# DATA TO USE:
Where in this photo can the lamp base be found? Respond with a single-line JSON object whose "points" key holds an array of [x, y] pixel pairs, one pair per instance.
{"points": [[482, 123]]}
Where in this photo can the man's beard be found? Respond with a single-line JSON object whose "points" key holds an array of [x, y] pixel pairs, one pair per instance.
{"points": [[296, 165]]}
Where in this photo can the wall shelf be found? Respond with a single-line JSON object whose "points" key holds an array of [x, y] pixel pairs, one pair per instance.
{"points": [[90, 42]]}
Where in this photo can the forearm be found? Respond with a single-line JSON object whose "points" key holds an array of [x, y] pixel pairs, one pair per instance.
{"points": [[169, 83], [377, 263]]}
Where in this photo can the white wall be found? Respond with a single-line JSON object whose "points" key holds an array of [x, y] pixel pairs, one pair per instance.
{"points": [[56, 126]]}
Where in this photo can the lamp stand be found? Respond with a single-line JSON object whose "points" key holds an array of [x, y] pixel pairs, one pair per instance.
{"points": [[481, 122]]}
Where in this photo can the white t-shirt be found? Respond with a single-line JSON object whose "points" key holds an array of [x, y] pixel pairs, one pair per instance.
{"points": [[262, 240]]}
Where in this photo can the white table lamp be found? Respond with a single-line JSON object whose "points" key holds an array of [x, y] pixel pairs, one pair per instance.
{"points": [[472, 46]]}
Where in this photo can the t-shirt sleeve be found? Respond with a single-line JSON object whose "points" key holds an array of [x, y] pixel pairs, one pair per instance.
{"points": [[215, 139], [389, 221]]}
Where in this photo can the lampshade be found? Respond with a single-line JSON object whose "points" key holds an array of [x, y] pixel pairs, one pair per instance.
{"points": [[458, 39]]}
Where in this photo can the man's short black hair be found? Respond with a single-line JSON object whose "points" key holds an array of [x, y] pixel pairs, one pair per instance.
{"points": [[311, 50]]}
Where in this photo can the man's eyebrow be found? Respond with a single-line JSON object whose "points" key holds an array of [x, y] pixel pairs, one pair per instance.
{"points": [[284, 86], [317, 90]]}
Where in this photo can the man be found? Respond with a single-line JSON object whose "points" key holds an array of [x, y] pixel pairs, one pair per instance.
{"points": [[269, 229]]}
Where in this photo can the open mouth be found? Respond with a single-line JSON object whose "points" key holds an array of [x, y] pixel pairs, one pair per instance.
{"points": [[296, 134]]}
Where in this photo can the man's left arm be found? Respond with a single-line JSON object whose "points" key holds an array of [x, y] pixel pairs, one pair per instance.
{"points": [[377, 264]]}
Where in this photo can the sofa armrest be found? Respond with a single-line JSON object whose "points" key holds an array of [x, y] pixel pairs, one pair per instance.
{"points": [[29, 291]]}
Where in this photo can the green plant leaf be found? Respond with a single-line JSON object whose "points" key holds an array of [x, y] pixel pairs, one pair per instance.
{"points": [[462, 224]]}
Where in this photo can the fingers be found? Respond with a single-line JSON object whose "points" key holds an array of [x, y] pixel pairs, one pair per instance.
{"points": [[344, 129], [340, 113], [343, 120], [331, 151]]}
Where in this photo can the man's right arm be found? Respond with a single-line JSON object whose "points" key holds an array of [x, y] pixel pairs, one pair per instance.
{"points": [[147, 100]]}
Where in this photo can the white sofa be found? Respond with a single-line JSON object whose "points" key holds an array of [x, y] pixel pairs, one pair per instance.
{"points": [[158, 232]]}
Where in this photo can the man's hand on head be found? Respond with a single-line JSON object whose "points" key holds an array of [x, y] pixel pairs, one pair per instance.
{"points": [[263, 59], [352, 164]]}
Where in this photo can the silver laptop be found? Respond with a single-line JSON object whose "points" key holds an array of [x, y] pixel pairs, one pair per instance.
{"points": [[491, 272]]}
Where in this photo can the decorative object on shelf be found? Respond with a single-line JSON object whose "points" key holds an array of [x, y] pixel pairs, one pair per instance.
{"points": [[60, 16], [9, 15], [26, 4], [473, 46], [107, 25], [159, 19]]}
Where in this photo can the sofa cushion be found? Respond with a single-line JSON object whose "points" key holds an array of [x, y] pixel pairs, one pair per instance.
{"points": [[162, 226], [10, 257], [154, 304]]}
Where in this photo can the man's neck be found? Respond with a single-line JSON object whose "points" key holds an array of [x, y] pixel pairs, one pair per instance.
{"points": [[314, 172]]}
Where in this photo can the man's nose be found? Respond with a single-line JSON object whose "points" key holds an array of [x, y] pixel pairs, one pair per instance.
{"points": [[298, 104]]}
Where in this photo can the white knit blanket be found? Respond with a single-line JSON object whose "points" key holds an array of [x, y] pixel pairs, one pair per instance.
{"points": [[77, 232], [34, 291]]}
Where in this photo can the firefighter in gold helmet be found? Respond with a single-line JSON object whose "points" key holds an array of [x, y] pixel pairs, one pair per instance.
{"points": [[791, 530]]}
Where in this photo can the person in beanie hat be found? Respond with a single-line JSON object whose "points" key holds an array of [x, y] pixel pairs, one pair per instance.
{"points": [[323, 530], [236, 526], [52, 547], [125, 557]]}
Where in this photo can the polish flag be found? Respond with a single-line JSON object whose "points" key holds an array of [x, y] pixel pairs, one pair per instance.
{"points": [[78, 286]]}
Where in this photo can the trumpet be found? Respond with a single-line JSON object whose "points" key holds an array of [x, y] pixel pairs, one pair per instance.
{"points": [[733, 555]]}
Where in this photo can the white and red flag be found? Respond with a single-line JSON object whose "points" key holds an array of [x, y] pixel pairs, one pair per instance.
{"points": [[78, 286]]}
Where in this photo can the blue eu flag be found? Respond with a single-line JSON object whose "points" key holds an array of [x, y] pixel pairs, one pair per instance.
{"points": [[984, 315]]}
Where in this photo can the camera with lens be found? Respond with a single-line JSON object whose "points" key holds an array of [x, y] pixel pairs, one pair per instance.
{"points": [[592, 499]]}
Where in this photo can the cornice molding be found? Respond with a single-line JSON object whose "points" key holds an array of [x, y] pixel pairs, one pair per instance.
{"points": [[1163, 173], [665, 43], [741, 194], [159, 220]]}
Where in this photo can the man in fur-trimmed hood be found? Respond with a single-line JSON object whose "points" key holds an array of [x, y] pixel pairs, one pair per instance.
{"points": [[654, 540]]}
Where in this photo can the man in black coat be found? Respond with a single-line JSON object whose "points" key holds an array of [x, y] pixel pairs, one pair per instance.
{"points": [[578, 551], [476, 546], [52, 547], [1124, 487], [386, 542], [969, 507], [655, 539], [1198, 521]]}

# REQUIRED TASK:
Quote each line of the data above exactly as written.

# REPLY:
Where in this photo can the lamp base be found? Respond with a single-line JSON object whose "points" key holds an array of [x, y] pixel pairs, one pair per instance.
{"points": [[482, 123]]}
Where in this photo can the man's beard be found? Respond with a single-line JSON object whose "points" key holds an array of [x, y] pixel pairs, one pair per instance.
{"points": [[296, 165]]}
Where in this photo can the wall shelf be found? Respond with a single-line JSON object whose "points" key holds an array of [x, y] pixel pairs, one pair per instance.
{"points": [[90, 42]]}
Where in this photo can the forearm be found? Respond with a single-line JSON object whose "points" key holds an array of [x, y] pixel pairs, one pair per instance.
{"points": [[169, 83], [377, 263]]}
Where in this photo can the white wall be found? Respond with a single-line JSON object whose "points" key holds an array of [x, y] pixel pairs, one pair per instance.
{"points": [[56, 126]]}
Where in this photo can the lamp stand be found? Respond with a single-line JSON object whose "points" key holds an array of [x, y] pixel pairs, one pair per instance.
{"points": [[481, 122]]}
Where in this photo can the white t-shirt be found? Respond with a single-line JSON object whose "points" key holds an array of [x, y] pixel pairs, one pair per instance.
{"points": [[262, 240]]}
Where in this photo can the white table lamp be found? Respond with a single-line JSON object whose "points" key holds an array of [x, y] pixel pairs, one pair per instance.
{"points": [[472, 46]]}
Where in this photo can the t-shirt sleeve be found? Respond with a single-line JSON object whose "points" key holds an array of [x, y] pixel pairs, one pair per instance.
{"points": [[215, 139], [389, 221]]}
Where in this photo can the lampshade be found? Respond with a single-line JSON object whose "points" key holds an array of [x, y] pixel pairs, one pair per instance.
{"points": [[458, 39]]}
Where in this photo can the man's short black hair be found? Respond with a single-line JSON object whose "points" key holds an array of [x, y] pixel pairs, one pair per instance.
{"points": [[311, 50]]}
Where in this photo can the man's eyebrow be found? Respond with a single-line JSON object whose "points" key holds an array of [x, y] pixel pairs, one pair per instance.
{"points": [[284, 86], [317, 90]]}
Where in this photo can the man be found? Respond with a single-line JSON object whose "points" key holds an array of [x, y] pixel pairs, one pair per instance.
{"points": [[269, 229]]}
Where in this photo can the open mouth be found? Respond with a single-line JSON object whose "points" key holds an array of [x, y] pixel pairs, one pair per instance.
{"points": [[296, 134]]}
Where in this photo can the man's left arm be found? Respond with a single-line JSON object whose "points" key holds an array of [x, y] pixel pairs, one pair per instance.
{"points": [[377, 264]]}
Where in this photo can the sofa armrest be found? Respond with a single-line JSON object whose "points" key holds an array of [x, y] pixel pairs, one pair per instance.
{"points": [[29, 291]]}
Where in this photo can the green plant leaf be found? Respond with a single-line JSON object whose "points" key holds an array of [x, y] pixel pairs, one pair per instance.
{"points": [[462, 224]]}
Where in this photo can the fingers be found? Respond with a single-line JSON object whose "points" key holds an array of [x, y] pixel pairs, one pair per instance.
{"points": [[344, 129], [340, 113], [343, 120], [331, 151]]}
Where in this photo can the man's right arm be found? Respond with a single-line JSON object whose "points" key holds an array of [x, y] pixel pairs, one pair per instance.
{"points": [[147, 100]]}
Where in this photo can the white sofa be found? Respond with a single-line JSON object whose "points" key holds an array of [x, y] pixel pairs, one pair per instance.
{"points": [[158, 232]]}
Where in this photo can the man's hand on head be found? Respond with a single-line JSON object whose "points" key holds an array of [x, y] pixel pairs, one pair per instance.
{"points": [[263, 59], [352, 164]]}
Where in this photo can the silver laptop be found? Respond with a single-line JSON object whose "points" key holds an array of [x, y] pixel pairs, one pair per instance.
{"points": [[491, 272]]}
Where in this photo can the decorative object on shelf be found? Respond with a single-line JSON object whose "points" key holds an array of [x, y] pixel pairs, one pair per instance.
{"points": [[60, 16], [9, 15], [26, 4], [473, 46], [107, 25], [159, 19]]}
Where in this photo can the sofa cushion be found? Respond with a single-line JSON object whose "points" key holds an array of [x, y] pixel pairs, one pair per instance.
{"points": [[162, 226], [10, 257], [154, 304]]}
Where in this photo can the man's neck be found? Respond with a single-line JSON object whose "points" key holds an array of [x, y] pixel pairs, one pair per instance.
{"points": [[314, 172]]}
Where in this photo can the man's nose be found? Respond with a single-line JSON object whose "points" key holds an array of [x, y] pixel pairs, one pair per instance.
{"points": [[298, 104]]}
Where in this photo can the white knit blanket be found? Respond with a single-line JSON object whose "points" key holds an array of [x, y] pixel pairs, one pair per instance.
{"points": [[77, 232], [34, 291]]}
Where in this photo can the firefighter in gold helmet be found? Respond with a single-line JSON object whose "points" key holds an array of [x, y] pixel pairs, one pair per instance.
{"points": [[791, 530]]}
Where in this photo can the person in beanie hat be found? Respond with a single-line JSON object whose "points" key holds an array of [x, y] pixel pairs, one pair per instance.
{"points": [[323, 530], [236, 526], [52, 547], [125, 557]]}
Where in this photo can the polish flag be found? Respond with a single-line JSON object whose "points" key holds an array of [x, y] pixel pairs, one pair per instance.
{"points": [[78, 286]]}
Where in this photo can the trumpet be found? Respond with a single-line JSON object whose "points" key holds an array of [x, y] pixel pairs, one pair per instance.
{"points": [[733, 555]]}
Where in this photo can the white and red flag be found? Respond with a single-line JSON object whose "points" key holds an array of [x, y] pixel pairs, one pair per instance.
{"points": [[78, 286]]}
Where in this photo can the blue eu flag be found? Respond with a single-line JSON object whose "points" key holds an array of [x, y] pixel pairs, one pair per instance.
{"points": [[984, 315]]}
Where in this photo can the camera with lens be found? Respond with a single-line JSON object whose "points" key holds an array of [x, y] pixel pairs, one pair per instance.
{"points": [[592, 499]]}
Where in this photo can the cornice molding be found? Respond with a single-line JSON object whose "points" key holds an array of [x, y] pixel pairs, one pair per instance.
{"points": [[1163, 173], [665, 43], [741, 194], [159, 220]]}
Where in this photo can the man in fur-trimmed hood be found? Respond with a single-line JSON object whose "points" key holds an array of [x, y] pixel pairs, one pair per instance.
{"points": [[654, 540]]}
Where in this photo can the man in black coat be found? Respond with a single-line JSON object whose "points" key holds an array of [x, y] pixel pairs, one pair per instance.
{"points": [[578, 551], [476, 546], [52, 547], [1124, 487], [386, 542], [969, 507], [655, 539], [1198, 521]]}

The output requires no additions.